§ **PAGE EXCERPT**:
** Start **

# Convert full tang/half tang to stick tang, is the tang hardened?



## BohoMonk (Dec 4, 2014)

Hi
I want to change the handle on a full tang 3-layer VG-10 knife to a stick tang, and wonder if it is possible to easily grind down the width of the tang. I know that forged full tang blades usually are not hardened at the tang, but are uncertain of factory stamped out blades. Does the edge steel continue into the tang end, and is it hardened. I plan to use a bench grinder to cut it down.


----------



## chefcomesback (Dec 4, 2014)

It is possible but it will not be easy with bench grinder , especially around bolster you will need to do lots of hand sanding to get rid of the deep scratches


Sent from my iPhone using Kitchen Knife Forum


----------



## icanhaschzbrgr (Dec 4, 2014)

I've done it twice, and tangs were soft (one of knives was Hattory HD with VG10 core). 
Used hand metal saw and files to trim away unneeded metal. Wasn't that hard or long actually. And then sandpaper progression to remove all the scratches.


----------



## BohoMonk (Dec 4, 2014)

OK & thanks. It sounds as if it is doable, so I shall have a go at it. Time for some elbow grease.


----------

** End **

§ **STATED TASK**: Please quote the stretch of the knife tang thread from "Used hand metal" through "all the scratches.". The data that comes next is unrelated to the forum thread.

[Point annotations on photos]
** Start **

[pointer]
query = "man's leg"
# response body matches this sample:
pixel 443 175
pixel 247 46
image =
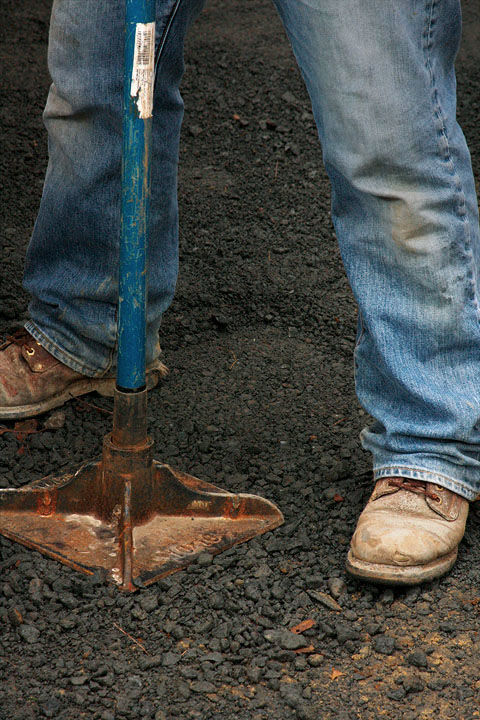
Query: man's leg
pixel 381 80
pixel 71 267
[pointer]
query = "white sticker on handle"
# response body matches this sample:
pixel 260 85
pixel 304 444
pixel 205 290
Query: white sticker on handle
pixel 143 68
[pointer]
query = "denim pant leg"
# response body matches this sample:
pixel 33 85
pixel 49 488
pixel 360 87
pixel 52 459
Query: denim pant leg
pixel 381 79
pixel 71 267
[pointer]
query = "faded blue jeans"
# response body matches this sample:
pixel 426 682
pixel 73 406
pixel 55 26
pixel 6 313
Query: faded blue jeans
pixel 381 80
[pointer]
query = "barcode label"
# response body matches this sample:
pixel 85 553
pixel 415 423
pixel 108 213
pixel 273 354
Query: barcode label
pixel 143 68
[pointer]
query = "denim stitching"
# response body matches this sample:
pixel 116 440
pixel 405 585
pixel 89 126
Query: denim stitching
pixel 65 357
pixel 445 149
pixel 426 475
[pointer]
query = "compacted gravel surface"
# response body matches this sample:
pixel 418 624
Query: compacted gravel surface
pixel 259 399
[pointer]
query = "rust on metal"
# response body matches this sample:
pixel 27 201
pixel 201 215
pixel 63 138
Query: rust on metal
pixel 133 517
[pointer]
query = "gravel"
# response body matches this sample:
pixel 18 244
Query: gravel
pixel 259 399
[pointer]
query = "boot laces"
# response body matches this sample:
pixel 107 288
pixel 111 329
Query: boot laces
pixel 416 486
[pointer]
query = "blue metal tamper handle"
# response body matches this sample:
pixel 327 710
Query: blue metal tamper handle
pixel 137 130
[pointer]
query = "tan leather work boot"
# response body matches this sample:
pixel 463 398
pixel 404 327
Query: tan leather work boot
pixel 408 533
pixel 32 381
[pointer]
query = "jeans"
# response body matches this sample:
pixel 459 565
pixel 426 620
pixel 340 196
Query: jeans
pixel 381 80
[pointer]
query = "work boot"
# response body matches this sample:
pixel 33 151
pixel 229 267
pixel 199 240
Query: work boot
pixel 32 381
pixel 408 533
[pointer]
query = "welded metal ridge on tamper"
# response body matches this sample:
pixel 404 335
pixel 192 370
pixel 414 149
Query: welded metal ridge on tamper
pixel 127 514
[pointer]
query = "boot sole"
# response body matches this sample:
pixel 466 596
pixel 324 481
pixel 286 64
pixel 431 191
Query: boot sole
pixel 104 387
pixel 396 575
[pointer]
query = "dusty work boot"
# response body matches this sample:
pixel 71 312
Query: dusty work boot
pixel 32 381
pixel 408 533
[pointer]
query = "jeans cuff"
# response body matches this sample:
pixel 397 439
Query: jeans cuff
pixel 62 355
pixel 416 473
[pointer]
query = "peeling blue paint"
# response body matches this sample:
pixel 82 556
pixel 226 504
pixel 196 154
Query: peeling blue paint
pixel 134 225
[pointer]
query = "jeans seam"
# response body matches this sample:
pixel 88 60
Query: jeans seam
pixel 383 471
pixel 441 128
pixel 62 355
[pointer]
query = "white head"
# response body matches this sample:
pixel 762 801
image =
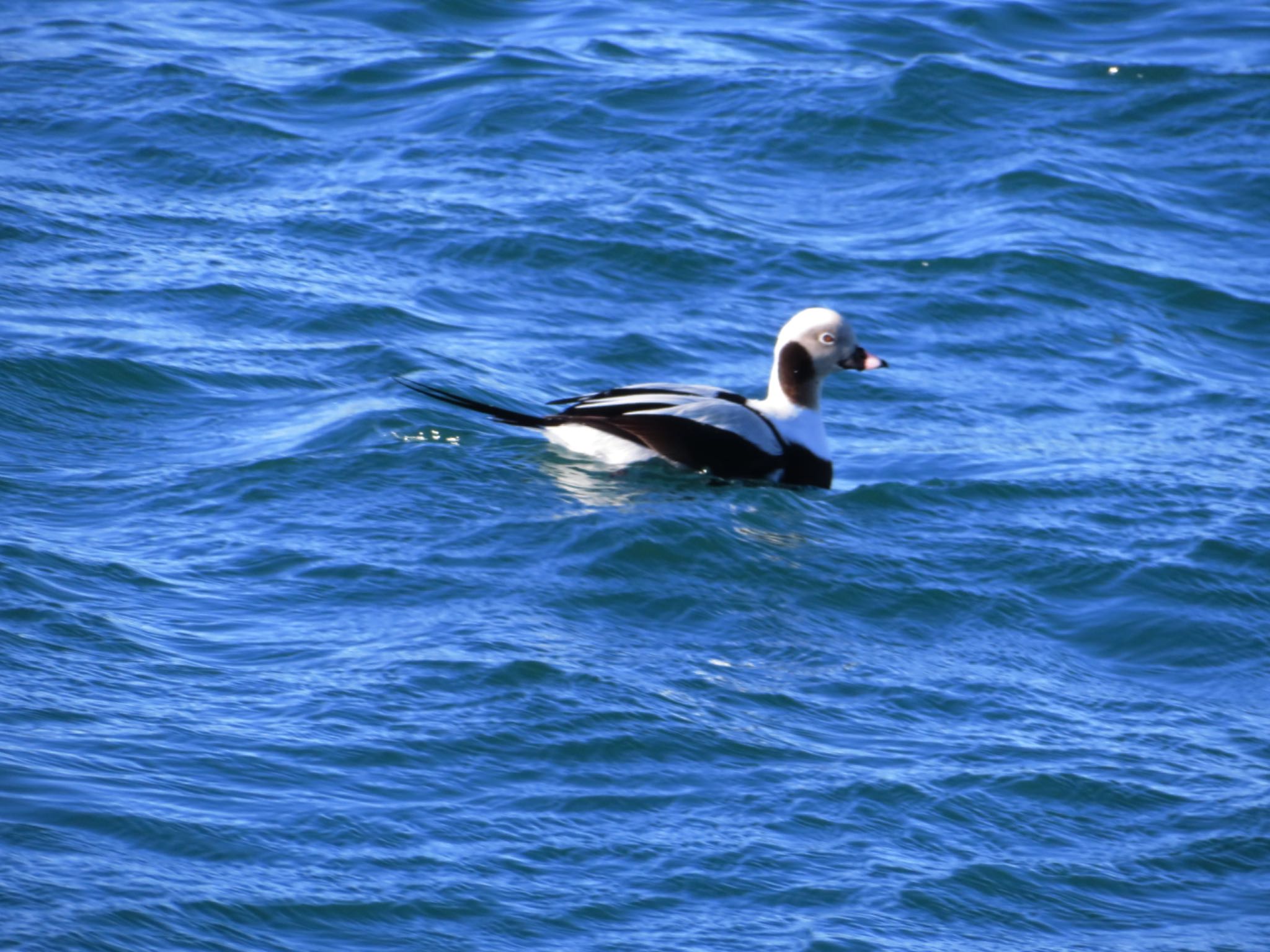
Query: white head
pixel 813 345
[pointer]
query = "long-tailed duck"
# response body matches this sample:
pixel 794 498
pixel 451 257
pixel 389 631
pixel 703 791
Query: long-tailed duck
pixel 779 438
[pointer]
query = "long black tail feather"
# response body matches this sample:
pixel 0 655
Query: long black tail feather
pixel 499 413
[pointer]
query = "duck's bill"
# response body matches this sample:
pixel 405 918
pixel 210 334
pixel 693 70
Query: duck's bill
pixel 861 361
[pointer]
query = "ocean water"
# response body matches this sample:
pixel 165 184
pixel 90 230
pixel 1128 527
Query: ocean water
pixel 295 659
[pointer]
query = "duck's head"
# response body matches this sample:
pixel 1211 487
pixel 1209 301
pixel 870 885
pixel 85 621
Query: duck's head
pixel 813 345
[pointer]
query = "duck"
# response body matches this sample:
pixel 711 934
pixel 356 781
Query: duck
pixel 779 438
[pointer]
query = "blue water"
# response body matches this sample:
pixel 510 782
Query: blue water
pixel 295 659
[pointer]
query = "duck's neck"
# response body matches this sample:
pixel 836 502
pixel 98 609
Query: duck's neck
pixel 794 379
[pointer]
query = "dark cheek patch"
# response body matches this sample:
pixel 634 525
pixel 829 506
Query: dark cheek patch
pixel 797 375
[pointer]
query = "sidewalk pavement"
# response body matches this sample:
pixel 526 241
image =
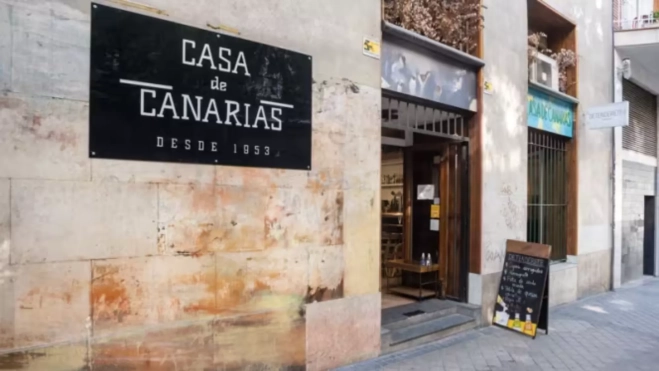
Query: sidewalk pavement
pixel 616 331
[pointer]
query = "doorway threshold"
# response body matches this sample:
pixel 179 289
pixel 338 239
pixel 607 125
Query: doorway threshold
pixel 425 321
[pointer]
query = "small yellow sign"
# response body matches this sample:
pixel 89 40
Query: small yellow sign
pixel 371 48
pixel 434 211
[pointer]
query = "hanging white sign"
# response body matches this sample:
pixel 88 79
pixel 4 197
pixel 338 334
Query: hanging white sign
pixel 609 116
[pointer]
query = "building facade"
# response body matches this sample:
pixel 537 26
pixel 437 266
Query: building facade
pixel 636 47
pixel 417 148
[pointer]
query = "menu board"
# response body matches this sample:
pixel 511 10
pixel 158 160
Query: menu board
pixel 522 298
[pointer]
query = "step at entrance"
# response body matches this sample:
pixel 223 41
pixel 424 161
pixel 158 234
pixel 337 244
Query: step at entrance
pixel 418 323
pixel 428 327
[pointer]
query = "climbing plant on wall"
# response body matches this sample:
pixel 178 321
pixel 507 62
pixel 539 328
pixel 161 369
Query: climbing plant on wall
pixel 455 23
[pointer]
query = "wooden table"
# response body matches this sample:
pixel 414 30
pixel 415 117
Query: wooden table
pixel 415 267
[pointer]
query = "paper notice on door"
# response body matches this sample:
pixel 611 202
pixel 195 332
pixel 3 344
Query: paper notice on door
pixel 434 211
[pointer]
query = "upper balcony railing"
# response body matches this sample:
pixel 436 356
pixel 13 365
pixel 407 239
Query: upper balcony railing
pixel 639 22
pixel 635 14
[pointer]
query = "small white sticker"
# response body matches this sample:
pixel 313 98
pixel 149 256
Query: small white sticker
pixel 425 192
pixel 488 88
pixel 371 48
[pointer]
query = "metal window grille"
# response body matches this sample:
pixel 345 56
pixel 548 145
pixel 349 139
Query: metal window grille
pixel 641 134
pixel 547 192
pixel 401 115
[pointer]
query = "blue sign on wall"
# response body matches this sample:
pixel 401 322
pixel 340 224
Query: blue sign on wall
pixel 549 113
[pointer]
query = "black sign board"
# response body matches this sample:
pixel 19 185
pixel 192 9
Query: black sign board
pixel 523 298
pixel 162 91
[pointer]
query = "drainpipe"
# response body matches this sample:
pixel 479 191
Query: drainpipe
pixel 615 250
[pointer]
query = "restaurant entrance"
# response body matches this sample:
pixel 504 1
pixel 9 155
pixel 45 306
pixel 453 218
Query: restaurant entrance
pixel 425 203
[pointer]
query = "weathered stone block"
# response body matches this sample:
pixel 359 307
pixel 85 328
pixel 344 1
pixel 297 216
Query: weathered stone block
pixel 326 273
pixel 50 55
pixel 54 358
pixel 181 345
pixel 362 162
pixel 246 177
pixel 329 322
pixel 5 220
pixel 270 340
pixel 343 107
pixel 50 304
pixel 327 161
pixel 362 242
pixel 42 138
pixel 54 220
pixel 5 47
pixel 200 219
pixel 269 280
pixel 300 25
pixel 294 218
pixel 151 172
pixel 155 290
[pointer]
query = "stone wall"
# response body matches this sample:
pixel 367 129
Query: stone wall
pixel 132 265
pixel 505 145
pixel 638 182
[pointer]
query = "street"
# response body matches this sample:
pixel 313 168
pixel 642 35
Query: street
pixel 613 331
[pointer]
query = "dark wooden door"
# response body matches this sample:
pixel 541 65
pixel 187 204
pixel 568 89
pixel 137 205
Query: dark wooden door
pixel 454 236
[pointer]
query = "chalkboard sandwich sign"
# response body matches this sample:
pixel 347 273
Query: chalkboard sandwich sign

** End **

§ **EXERCISE ANSWER**:
Used hand metal saw and files to trim away unneeded metal. Wasn't that hard or long actually. And then sandpaper progression to remove all the scratches.